# [Exercise objective]
Please reproduce every line of the listing from its start through the line containing "x=226 y=368", stopping there, and shift each coordinate in the answers by adding 21 to it.

%%

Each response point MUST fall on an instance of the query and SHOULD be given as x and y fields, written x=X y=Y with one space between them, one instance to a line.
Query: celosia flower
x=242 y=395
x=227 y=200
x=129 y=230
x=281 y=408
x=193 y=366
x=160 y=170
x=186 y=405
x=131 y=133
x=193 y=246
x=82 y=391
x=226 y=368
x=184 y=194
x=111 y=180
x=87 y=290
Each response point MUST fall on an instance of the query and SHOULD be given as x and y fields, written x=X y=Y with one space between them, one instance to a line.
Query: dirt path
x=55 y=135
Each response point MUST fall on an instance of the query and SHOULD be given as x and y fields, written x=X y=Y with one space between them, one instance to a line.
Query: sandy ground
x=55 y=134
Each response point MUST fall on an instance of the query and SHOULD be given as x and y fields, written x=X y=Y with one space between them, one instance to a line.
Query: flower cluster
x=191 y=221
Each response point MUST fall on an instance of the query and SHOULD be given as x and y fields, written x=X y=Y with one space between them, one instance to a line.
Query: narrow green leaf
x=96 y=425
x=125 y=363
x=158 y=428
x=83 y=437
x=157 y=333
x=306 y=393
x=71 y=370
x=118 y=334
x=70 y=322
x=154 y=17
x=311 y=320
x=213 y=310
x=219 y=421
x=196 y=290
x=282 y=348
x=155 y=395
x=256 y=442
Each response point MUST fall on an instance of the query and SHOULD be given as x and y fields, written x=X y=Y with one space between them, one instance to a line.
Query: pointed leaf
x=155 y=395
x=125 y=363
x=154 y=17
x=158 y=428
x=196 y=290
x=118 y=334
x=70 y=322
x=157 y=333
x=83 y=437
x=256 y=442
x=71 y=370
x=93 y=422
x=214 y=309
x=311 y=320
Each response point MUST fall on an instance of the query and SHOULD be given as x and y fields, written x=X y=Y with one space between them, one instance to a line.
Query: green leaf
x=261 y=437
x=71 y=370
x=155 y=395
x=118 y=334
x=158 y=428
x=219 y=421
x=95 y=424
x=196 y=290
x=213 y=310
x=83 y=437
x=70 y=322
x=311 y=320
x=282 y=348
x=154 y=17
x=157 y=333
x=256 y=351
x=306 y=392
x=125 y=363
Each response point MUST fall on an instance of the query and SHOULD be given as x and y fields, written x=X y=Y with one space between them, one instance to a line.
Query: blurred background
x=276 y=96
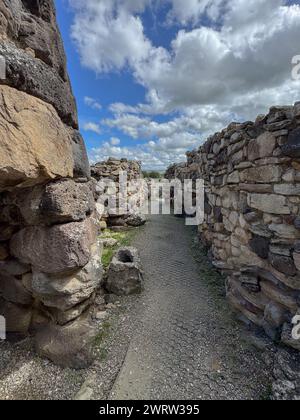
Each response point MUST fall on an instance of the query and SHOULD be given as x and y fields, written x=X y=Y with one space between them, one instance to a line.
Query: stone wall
x=129 y=214
x=252 y=215
x=49 y=258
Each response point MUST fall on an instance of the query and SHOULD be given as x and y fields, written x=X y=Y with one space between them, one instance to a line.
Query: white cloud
x=90 y=126
x=228 y=60
x=92 y=103
x=115 y=141
x=107 y=33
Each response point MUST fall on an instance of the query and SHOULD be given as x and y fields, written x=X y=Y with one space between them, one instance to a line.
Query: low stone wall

%%

# [Output of the task]
Each response point MUST fall on an instance of the query and SHOULD be given as x and y fields, written x=X y=Y with one space between them, one instance to a line.
Query: celosia flower
x=263 y=416
x=248 y=221
x=150 y=251
x=302 y=429
x=214 y=387
x=181 y=191
x=207 y=426
x=152 y=154
x=214 y=267
x=103 y=412
x=247 y=389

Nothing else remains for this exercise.